>> Begin EXTRACTED DATA
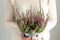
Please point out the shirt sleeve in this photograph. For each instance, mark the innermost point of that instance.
(10, 16)
(52, 14)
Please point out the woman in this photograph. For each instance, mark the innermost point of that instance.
(49, 8)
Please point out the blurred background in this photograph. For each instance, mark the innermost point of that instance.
(5, 33)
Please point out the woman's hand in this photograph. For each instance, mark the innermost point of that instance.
(25, 38)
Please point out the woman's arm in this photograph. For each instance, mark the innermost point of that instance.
(52, 14)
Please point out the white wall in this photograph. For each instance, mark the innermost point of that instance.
(4, 33)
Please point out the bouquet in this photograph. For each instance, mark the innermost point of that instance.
(34, 22)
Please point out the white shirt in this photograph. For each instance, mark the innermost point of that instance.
(49, 7)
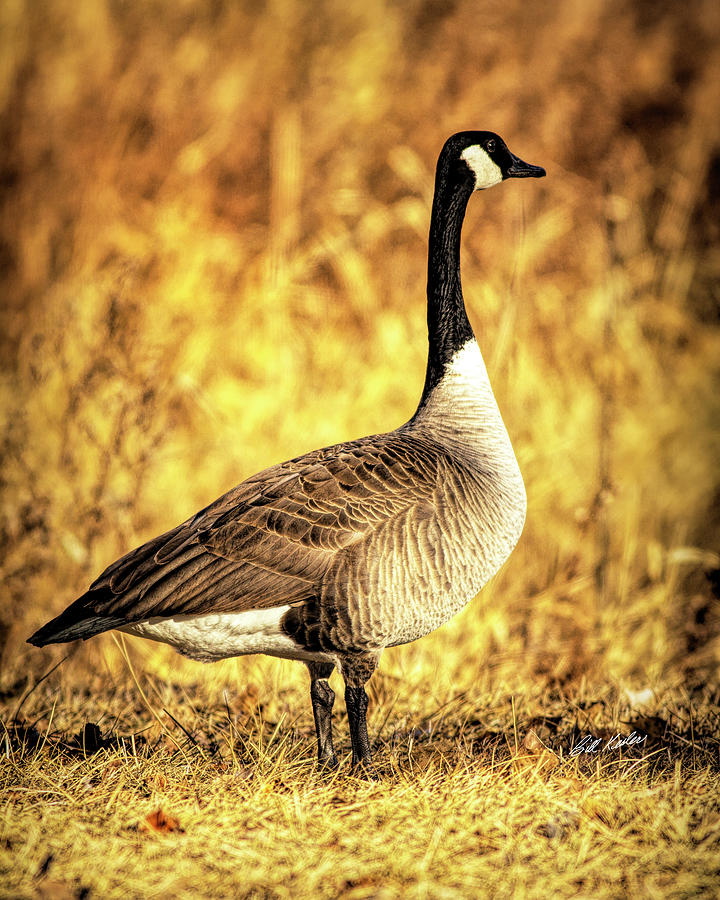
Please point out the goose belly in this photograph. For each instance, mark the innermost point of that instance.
(440, 564)
(212, 636)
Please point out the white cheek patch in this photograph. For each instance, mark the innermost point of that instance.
(487, 173)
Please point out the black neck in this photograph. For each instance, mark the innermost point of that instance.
(448, 325)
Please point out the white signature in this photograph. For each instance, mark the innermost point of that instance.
(590, 744)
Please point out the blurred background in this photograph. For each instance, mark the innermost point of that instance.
(214, 237)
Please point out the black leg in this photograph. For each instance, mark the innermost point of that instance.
(323, 697)
(357, 671)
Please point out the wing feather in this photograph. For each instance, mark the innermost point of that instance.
(270, 541)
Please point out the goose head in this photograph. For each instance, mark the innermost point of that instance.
(484, 159)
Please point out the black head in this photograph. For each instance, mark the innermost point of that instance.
(483, 157)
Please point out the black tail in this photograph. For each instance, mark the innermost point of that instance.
(75, 623)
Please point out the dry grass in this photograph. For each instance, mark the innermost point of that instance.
(213, 250)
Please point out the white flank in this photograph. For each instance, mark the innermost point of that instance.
(487, 172)
(221, 635)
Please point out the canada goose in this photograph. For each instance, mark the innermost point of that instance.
(337, 554)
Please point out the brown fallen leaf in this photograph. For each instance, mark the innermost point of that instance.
(536, 755)
(48, 889)
(162, 822)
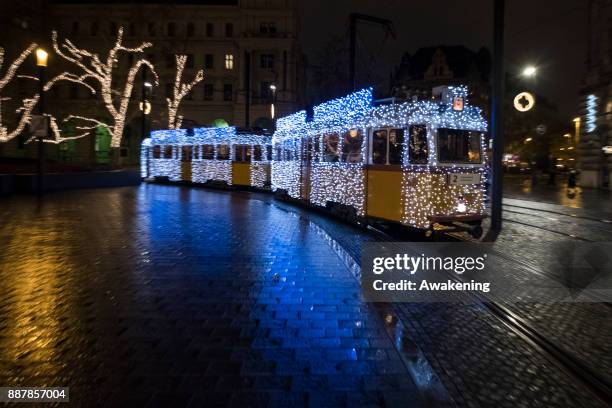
>> End EXTRACTED DATA
## [DIRECTIONS FOR THIS TASK]
Reproduce every line of the material above word for word, omitting the pictures.

## [COMPLETE RESPONSE]
Please point out the shirt sleeve in this photograph. For each instance, mark the innermost point of that instance.
(10, 16)
(52, 14)
Please point out the woman in this photograph. For each instance, mark the innermost point of that instance.
(49, 8)
Please point out the blurred background in this photograph. For each instance, mark the innermost point of that instance.
(5, 33)
Please point out the woman's hand in this photograph. For each instance, mark the innermost point of that instance.
(25, 38)
Please point out the woman's arm in this photograph. For each instance, mark the innermost point of that instance.
(52, 14)
Please point out the white wall in this photograph. For each instance, mark the innermost point of that instance.
(4, 33)
Please point out the bouquet in this photograph. For each instance, mark the innermost point of that instance.
(34, 22)
Please point out the white shirt in this photograph. For each instance, mark the innermost point of that instance.
(49, 7)
Please point out the goose belly in this photograph. For each instance, mark the innermost point of that instance.
(440, 564)
(212, 636)
Please point out the white cheek patch in this photograph. For each instance, mark the innermost point of that instance.
(487, 173)
Please point out the black neck in this photograph. For each instance, mark the innermost point of that instance.
(448, 325)
Please point out the white signature in this photograph. For each instance, mark the innermost point of that instance.
(590, 744)
Please point out the blurred background in this photograph. For each instance, mark the innermost point of that instance.
(214, 237)
Please point out the black leg in this photograph. For each instance, mark the innermost point of that instance.
(323, 697)
(357, 671)
Please point out the wing feather in this photograph. For each instance, mark the innermost point of that instance.
(270, 541)
Please point out the goose head in this photograph. For each instance, mark the innermost point of that instance.
(484, 159)
Please point out the black head in this photograph. For each instance, mark the innermost point of that instance.
(483, 157)
Please point out the black tail in this photograph. For each instance, mark the innermost point of that instance.
(75, 623)
Please point out the dry grass in this photograph. For each instance, mark the innermost point of that instance.
(213, 250)
Please point out the white flank in this photograph. For each instance, mark the innermost point of that instance.
(487, 172)
(221, 635)
Please point out the canada goose in this photograph. For each instance, mark the innermost point of that instance.
(337, 554)
Please point out the brown fallen leaf in this photograph. For each instance, mark the innermost point of that instance.
(536, 755)
(48, 889)
(162, 822)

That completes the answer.